Seçilmiş metin:
· · · · ·

David Bohm'a göre hologram terimi genellikle evrenimizi her an
yeniden yaratan sayısız gizleniş ve ortaya çıkışların sonsuza
dek dinamik ve hareketli olan doğasına uymayan durağan bir
imgeyi çağrıştırabiliyor. Bu yüzden ünlü bilim adamı evreni bir
hologram değil de bir
"holo eylem"
olarak tanımlıyor.
Derin düzenin varlığı, gerçeklik duyumunun atom altı düzeyde
niçin mekansızlık görünümünde olduğunu gayet iyi açıklıyor.
Bir şey holografik olarak oluşturulduğu zaman, mekan kavramına
ilişkin tüm özellikleri de çözülüp gidiyor.
Bir holografik filmin her bir parçasının bütünün kapsadığı tüm
bilgiyi içerdiğini söylemek, bilginin herhangi bir yere bağlı
olmaksızın bütünün içine dağılmış olduğunu söylemenin başka
bir biçimidir.
Dikişsiz Holografik Kumaş Kozmosta
her şey saklı düzenin dikişsiz holografik kumaşından yapılmış
olduğu için, evreni "parçalar"dan oluşmuş bir şey diye kabul
etmek, tıpkı bir pınardaki farklı su kaynaklarının içinde
akmakta oldukları suyun bütününden ayrı düşünülmesi gibidir.
Elektron
"temel parçacık"
değildir. O, holo eylemin belirli bir
görünümüne verilmiş bir addır yalnızca. Süslü bir kilimin
üzerindeki farklı motifler birbirlerinden ne kadar ayrıysa,
atom altı parçacıklar ve evrendeki diğer her şey birbirlerinden
ancak o kadar ayrıdır.
Einstein,
"bölünmez uzay-zaman sürekliliği"
adını verdiği bir
bütünden söz ediyordu. Bohm bu görüşü, dev bir adım daha
ileriye götürdü. Ve evrendeki her şeyin bir sürekliliğin
parçası olduğunu söyledi.
Biz
hepimiz özde tek ve bölünmez bir şeyiz. Sayısız kollarını ve
eklentilerini tüm görülebilir nesnelerin, atomların, dalgalı
okyanusların, kozmosta göz kırpan yıldızların içine uzatmış
görkemli bir şey, ama şeyler aynı zamanda hem bölünmez bir
bütünün parçaları olabilir hem de kendi özgün niteliklerine
sahip olmayı sürdürebilir.
Holo eylem, bütünü, şeyler olarak bölmekten, ayırmaktan,
parçalanmaktan yana değil.
Dünyayı parçalara bölmek ve her şeyin nasıl bir dinamik
ilintiyle birbiriyle bağıntılı olduğunu görmezden gelmek
konusunda bilimsel, bireysel ve toplumsal yaşamımızda pek çok
sorunla karşılaşıyoruz.

· · · · ·

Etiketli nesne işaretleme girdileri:
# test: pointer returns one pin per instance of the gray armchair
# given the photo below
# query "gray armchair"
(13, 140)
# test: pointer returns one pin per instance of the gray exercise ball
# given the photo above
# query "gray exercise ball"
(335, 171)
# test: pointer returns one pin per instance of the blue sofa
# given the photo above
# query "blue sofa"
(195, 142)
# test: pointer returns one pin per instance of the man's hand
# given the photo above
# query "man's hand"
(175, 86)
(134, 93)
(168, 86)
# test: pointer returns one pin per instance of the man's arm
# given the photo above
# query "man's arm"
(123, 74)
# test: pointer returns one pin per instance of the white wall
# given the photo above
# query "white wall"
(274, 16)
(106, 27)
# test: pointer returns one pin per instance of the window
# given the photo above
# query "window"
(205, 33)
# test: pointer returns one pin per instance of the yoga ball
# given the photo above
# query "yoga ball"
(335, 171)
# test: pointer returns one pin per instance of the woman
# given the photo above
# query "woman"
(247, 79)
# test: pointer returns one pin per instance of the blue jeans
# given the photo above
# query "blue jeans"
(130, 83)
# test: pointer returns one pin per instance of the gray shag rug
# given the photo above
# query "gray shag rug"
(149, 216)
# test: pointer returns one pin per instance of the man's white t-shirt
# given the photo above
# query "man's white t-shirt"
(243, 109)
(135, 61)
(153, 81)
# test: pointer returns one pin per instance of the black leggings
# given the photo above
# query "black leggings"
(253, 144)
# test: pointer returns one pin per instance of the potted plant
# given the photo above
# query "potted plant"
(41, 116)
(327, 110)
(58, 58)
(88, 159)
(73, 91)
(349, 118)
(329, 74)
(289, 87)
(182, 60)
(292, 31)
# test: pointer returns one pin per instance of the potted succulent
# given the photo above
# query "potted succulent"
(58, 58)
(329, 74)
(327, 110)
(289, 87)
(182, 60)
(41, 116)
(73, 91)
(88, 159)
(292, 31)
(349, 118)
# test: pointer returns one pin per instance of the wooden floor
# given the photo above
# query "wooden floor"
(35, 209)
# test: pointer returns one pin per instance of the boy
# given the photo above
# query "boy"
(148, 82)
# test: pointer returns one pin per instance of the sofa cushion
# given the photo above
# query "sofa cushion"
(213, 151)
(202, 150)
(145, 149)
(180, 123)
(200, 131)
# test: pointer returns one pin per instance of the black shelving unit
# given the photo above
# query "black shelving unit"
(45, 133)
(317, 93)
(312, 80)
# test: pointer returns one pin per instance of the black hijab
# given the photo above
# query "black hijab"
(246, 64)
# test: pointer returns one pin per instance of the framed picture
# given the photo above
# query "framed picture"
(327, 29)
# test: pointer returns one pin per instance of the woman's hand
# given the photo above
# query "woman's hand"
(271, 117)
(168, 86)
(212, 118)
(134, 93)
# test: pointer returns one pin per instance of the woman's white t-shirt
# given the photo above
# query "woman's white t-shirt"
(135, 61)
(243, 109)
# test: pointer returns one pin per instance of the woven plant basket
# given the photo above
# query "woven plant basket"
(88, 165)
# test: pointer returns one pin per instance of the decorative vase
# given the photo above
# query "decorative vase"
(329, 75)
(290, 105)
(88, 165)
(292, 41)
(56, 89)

· · · · ·

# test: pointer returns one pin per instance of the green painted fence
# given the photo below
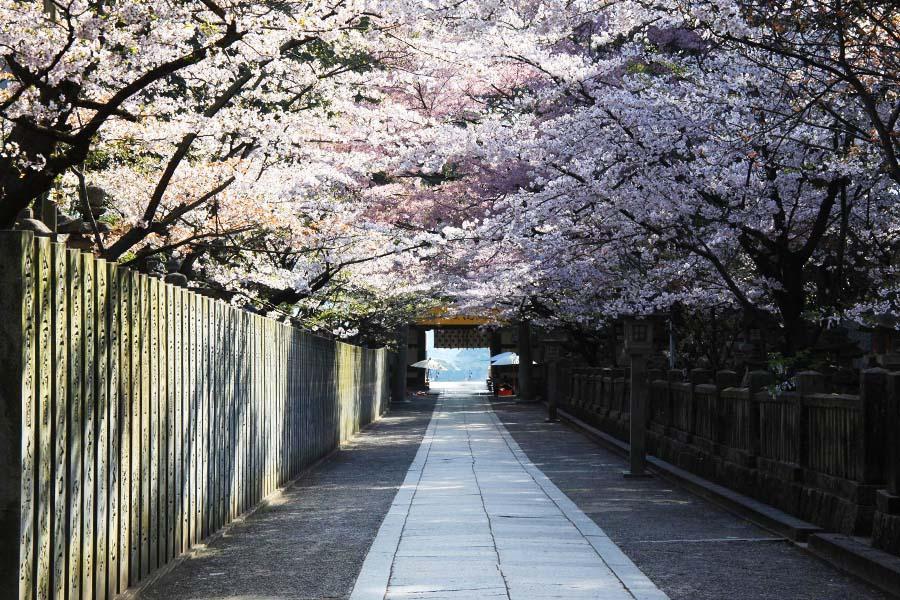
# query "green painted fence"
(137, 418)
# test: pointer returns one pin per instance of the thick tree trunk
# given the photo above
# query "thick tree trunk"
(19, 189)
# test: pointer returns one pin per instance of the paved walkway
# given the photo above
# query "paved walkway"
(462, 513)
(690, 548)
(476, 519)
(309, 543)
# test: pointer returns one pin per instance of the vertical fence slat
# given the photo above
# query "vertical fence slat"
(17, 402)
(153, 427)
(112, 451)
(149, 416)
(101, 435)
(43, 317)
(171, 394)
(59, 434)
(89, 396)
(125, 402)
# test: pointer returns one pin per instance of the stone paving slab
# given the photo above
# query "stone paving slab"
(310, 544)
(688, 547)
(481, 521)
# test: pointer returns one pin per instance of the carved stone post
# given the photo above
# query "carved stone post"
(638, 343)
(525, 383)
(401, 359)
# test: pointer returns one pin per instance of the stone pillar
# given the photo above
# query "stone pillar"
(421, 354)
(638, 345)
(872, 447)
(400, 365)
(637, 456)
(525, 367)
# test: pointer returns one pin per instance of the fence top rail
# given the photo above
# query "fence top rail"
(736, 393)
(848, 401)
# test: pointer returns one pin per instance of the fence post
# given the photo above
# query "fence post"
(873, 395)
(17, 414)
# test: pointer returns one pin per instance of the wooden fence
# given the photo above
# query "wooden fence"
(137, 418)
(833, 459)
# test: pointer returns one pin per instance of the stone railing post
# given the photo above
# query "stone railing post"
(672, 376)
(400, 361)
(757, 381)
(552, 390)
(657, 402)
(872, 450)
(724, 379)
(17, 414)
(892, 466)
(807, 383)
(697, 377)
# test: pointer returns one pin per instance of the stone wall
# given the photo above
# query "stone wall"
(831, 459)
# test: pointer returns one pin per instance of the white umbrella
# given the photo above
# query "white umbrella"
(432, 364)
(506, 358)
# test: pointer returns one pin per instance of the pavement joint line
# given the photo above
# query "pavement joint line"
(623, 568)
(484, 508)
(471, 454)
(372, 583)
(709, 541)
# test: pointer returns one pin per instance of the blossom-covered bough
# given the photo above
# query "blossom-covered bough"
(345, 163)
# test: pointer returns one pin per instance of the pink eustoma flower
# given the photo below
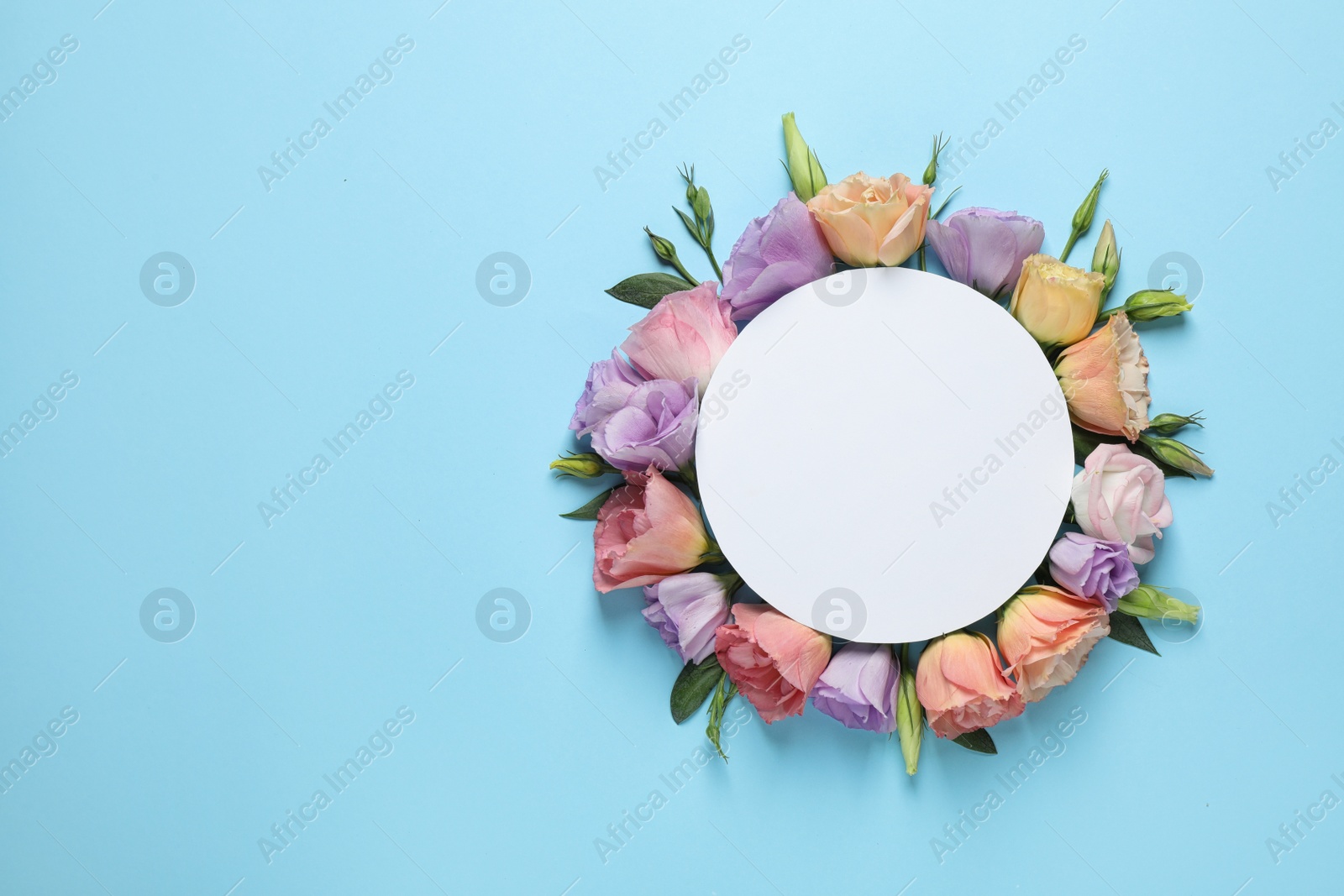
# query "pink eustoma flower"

· · · · ·

Şu üç ifadenin seçilmiş metinle uyuşup uyuşmadığını belirtin: (a) Holo eylem, bütünü parçalara bölmekten yanadır. (b) Elektron bir temel parçacıktır. (c) Bohm, Einstein'ın görüşünü daha ileriye götürmüştür. Her ifade için evet ya da hayır yazın ve kararı belirleyen sözleri metinden aynen alıntılayın.

Yanıt:
(a) Hayır: "Holo eylem, bütünü, şeyler olarak bölmekten, ayırmaktan, parçalanmaktan yana değil."
(b) Hayır: "O, holo eylemin belirli bir görünümüne verilmiş bir addır yalnızca."
(c) Evet: "Bohm bu görüşü, dev bir adım daha ileriye götürdü."